**Task details**
Give back the records below exactly, every one, with no pictures.

--------------------------------

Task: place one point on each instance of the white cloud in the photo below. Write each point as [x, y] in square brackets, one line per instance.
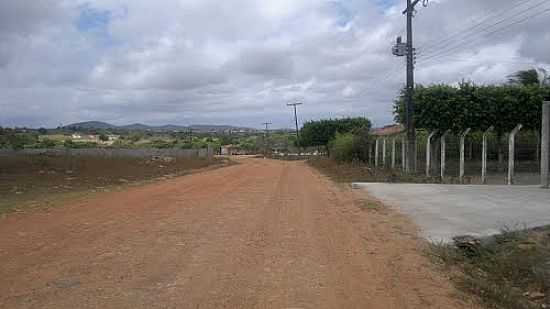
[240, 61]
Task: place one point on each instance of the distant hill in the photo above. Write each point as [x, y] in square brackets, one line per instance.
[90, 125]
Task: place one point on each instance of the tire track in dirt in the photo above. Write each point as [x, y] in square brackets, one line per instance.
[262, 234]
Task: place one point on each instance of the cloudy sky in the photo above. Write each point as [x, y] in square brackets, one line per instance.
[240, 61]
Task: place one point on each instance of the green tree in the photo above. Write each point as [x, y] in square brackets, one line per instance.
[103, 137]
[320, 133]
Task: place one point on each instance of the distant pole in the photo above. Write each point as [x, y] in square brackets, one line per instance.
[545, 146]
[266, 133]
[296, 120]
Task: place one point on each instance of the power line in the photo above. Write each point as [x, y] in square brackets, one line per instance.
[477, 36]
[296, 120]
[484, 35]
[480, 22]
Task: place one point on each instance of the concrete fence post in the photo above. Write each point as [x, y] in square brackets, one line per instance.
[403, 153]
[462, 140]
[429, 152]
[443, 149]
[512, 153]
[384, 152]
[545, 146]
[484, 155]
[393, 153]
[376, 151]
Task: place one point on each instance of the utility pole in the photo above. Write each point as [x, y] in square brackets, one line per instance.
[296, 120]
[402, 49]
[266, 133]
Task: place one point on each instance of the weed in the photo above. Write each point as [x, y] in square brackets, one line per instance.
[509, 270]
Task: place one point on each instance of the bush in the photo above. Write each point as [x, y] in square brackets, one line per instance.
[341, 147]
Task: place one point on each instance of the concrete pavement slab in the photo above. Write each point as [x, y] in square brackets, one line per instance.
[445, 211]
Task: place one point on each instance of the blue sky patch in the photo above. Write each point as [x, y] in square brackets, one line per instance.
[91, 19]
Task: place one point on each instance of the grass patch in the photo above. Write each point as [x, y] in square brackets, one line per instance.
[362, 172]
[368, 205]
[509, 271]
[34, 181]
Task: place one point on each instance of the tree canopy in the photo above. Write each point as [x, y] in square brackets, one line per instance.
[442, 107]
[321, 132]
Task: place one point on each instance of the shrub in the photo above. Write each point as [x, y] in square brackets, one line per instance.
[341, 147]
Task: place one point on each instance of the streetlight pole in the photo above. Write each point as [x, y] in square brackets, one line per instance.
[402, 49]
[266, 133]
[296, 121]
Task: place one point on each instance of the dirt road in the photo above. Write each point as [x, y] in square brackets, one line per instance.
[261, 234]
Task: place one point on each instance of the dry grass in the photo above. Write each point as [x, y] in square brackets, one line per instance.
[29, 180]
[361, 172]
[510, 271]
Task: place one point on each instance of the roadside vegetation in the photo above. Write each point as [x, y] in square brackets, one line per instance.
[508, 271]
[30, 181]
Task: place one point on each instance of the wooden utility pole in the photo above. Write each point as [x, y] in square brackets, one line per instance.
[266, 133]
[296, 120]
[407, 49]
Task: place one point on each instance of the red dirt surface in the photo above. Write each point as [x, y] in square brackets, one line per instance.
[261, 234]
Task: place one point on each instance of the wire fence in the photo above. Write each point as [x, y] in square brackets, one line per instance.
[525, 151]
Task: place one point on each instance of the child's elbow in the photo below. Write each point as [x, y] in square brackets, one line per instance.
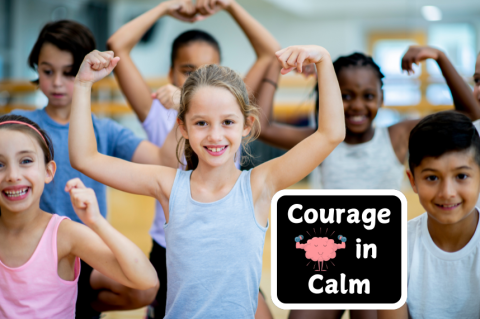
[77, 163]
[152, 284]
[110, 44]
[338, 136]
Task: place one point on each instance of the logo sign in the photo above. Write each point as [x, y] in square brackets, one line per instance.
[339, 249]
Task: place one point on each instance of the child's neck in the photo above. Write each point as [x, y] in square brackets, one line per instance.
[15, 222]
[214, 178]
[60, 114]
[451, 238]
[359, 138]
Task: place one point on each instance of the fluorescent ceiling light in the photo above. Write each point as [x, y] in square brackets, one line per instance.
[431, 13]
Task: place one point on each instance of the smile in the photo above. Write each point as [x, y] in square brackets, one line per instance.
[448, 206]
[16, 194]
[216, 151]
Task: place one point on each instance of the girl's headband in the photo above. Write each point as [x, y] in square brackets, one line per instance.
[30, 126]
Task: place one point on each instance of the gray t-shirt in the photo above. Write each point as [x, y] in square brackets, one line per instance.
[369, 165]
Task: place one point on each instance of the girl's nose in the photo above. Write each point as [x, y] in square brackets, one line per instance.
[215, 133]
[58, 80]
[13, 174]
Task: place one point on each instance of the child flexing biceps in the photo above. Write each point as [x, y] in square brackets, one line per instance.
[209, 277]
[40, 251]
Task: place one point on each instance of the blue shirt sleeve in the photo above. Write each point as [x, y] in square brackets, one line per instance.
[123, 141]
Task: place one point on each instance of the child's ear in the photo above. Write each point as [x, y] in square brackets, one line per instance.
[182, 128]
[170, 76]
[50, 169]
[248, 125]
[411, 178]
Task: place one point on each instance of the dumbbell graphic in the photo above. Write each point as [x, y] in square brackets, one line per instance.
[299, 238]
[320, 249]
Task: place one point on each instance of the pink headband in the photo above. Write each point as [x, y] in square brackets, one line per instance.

--------------------------------

**The result**
Task: place one point on each instance of the white cloud in the photo below. Write each point as [x, y] in square brackets, one line per instance.
[240, 61]
Task: place one point on each instance of the distant hill in the photo above. Write each point as [x, y] in square brackets, one line per instance.
[90, 125]
Task: place one point on each instance of the tire track in dirt in the photo above. Write each point as [x, y] in square brackets, one line per instance.
[262, 234]
Task: place one point on each instance of the cloudy sky in the photo above. Write each point as [x, y] in square brackets, one line per instance.
[240, 61]
Task: place one point on each instance of the green tree in the photo above. Write each point as [x, y] in square brackets, one line per instance.
[103, 137]
[320, 133]
Task: place one point on each instance of the distant pole in the photo above. Write each point as [x, y] in square brackets, one line per instance.
[545, 146]
[266, 133]
[296, 120]
Task: place one point on each instance of the power line in the photo above. Write each point as [x, y] in square brackets, one line per instance.
[477, 36]
[296, 120]
[484, 35]
[480, 22]
Task: place one point on each instance of the concrete fence post in the photo above. Write each point as [x, y] in square brackets, one line per instance.
[403, 153]
[462, 140]
[429, 152]
[443, 149]
[512, 153]
[384, 152]
[545, 146]
[484, 155]
[393, 153]
[376, 151]
Task: place one point on each instance of the utility pole in the photo above. Write each point as [x, y] in square brackets, one line per instance.
[296, 120]
[402, 49]
[266, 133]
Task: place one point on each instance of the weed in the photo above. Write each point as [x, y] in square brackets, one line per instance.
[509, 270]
Task: place one point on each instance of the bush in the photo above. Write each point as [x, y] in square brackets, one line per instance.
[341, 147]
Task: place one point on each instance of the concrete pavement slab in the photo above. Write each point as [x, y] in square brackets, one line per instance.
[445, 211]
Task: place one point on each instance of the blue sky patch in the photo above. Write each point as [x, y] in square brackets, one line per instance.
[91, 19]
Task: place one point on each instance of the grass patch in the photo above. Write each point as [x, y] in square brackets, one line per instance.
[362, 172]
[368, 205]
[509, 271]
[34, 181]
Task: place one point on each instance of the tree canopy in the photo above. Write each point as [x, y] in square brackets, one line per instance.
[442, 107]
[321, 132]
Task: place one point on each instance of the shrub in the photo above. Write each point as [x, y] in square brackets, one line per instance.
[341, 147]
Task: place one point on each instance of the streetlight pole in the photo above. Write each point as [x, y] in square brackets, one line per instance.
[402, 49]
[266, 133]
[296, 121]
Task: place one point on each instance of the dirt road in the photo above. Write each point as [x, y] in square brackets, one line per instance.
[261, 234]
Task: place one point on each instance of the dry grass in the photo above. Write each point as [x, y] in square brackets, one line per instance.
[29, 180]
[361, 172]
[510, 271]
Task: place one point on each instance of the roadside vegetation in the photo above. Write each point as [x, y] in square brackets, one line per instance.
[508, 271]
[30, 181]
Task: place one point on each instance of the wooden utility pole in the photo above. Write each point as [x, y] in square brackets, one line per instance.
[266, 133]
[296, 120]
[407, 49]
Task: place one point on each instance of the red dirt surface in the photo above. Write each point as [x, y] in square brackets, one line per instance.
[261, 234]
Task: place one point on each instance of the wire fence in the photo above. Write each point as [x, y] in square brackets, one line per instance.
[525, 151]
Task: place one point on each instance of the child's elbow in the photo below. Write each point as [x, y] in square brackets, one line per instance.
[77, 163]
[152, 284]
[110, 44]
[338, 136]
Task: place one point on each instance of the logo sign in the photo above. Write each point as [x, y] in square brackets, one line per instance.
[339, 249]
Task: place one point on each instance of the child's neck in the photo above. Write each point as [x, y] in square brackets, one line per instance.
[15, 222]
[214, 178]
[60, 114]
[451, 238]
[359, 138]
Task: place one point on each instance of the fluorescent ceiling light in the photo above. Write each point as [x, y] in square brackets, one line per instance.
[431, 13]
Task: place one point on each instance of the smile in the photo above. Write each point as [x, y] in square brackets, one line per instance.
[448, 206]
[16, 194]
[216, 151]
Task: place one point on each instance of the girl's headband in the photo above. Write each point as [x, y] in square brackets, one line per instance.
[30, 126]
Task: place one point on each instance of the gray t-shirt in the photo above. Write each point as [x, y] in square brackets, one line per instance.
[369, 165]
Task: place one point on each instance of the girl's nose in the photo above. Write each point as [x, y] in square brackets, one line per instance.
[215, 133]
[58, 80]
[13, 174]
Task: place one point on each instance of the child flexing biceps in the photo above. Write each point as [x, y] in square brackets, one line per instance.
[209, 277]
[40, 251]
Task: place one point on each instance of the blue shirt sleeve in the photo above. Write each point as [x, y] in square brackets, one line per instance.
[123, 141]
Task: place one point on each instance of the child's ear in the photo above. Write each point as [x, y] in square brackets, one line per instance.
[182, 128]
[170, 76]
[50, 169]
[248, 125]
[411, 178]
Task: place one point on each instance of the dumbbell graphic in the photo above. Write each point as [x, y] in square brackets, one line per instance.
[299, 238]
[320, 249]
Task: place one point on each instance of the pink headband in the photo above. Write each point as [x, y] in square brackets, one line per instance.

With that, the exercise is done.